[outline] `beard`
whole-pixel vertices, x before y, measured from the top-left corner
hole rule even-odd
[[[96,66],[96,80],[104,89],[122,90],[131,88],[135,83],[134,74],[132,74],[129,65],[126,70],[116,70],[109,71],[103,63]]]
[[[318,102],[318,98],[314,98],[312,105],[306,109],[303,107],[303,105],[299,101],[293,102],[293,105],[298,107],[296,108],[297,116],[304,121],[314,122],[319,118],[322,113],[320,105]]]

________________

• Requirements: Swap "vertices" for "points" throughout the items above and give all their lines again, with nothing else changed.

• Completed exercise:
[outline] `beard`
whole-pixel points, x before y, measured from the top-left corner
hole rule even-odd
[[[96,66],[96,80],[104,89],[122,90],[131,88],[135,83],[134,74],[132,74],[129,65],[126,70],[116,70],[109,71],[103,63]]]
[[[318,102],[318,98],[314,98],[312,105],[306,109],[303,107],[303,105],[299,101],[293,102],[293,105],[298,107],[296,108],[297,116],[304,121],[314,122],[319,118],[322,113],[320,105]]]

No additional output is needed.